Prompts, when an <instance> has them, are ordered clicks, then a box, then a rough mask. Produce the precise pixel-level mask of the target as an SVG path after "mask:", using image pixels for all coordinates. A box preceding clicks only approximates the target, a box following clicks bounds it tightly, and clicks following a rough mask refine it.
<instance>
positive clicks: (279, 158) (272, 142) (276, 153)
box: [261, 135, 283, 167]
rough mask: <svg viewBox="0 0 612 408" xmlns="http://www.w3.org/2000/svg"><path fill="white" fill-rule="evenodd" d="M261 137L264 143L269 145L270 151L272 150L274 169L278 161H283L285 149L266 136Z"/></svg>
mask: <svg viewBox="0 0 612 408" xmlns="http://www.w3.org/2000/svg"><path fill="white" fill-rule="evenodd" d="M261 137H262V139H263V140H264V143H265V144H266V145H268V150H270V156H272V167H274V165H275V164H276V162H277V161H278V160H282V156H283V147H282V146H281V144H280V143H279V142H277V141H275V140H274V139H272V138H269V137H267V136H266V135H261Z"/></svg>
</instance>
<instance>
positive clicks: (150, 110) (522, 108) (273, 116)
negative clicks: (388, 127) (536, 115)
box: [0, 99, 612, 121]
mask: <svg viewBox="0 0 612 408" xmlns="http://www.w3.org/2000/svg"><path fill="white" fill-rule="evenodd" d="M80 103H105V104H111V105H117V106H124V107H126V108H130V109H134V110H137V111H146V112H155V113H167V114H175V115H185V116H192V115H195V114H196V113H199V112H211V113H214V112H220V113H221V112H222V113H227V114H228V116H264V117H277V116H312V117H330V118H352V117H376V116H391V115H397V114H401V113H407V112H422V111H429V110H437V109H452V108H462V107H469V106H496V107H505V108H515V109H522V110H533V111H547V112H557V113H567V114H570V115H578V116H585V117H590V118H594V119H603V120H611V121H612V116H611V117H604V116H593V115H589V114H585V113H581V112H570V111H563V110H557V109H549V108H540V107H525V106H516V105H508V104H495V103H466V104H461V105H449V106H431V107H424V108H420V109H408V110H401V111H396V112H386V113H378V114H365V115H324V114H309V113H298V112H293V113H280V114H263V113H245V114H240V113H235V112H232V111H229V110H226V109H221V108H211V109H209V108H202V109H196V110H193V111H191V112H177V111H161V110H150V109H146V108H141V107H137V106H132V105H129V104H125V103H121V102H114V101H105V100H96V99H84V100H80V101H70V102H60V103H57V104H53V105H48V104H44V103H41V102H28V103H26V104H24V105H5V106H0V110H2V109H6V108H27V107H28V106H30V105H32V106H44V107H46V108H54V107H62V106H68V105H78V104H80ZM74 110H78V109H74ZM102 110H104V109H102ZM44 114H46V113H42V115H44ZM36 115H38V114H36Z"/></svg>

### TASK PROMPT
Pull every line containing the string "clicks" out of the data above and copy it.

### WRITTEN SOLUTION
Prompts, when an <instance> has them, are ordered clicks, then a box, then a rough mask. Produce the precise pixel-level mask of the target as an SVG path after "mask:", using image pixels for all coordinates. A box preceding clicks only approximates the target, a box following clicks bounds it tightly, and clicks following a rough mask refine it.
positive clicks: (279, 158) (272, 142) (276, 153)
positive clicks: (150, 110) (522, 108) (273, 116)
negative clicks: (388, 127) (536, 115)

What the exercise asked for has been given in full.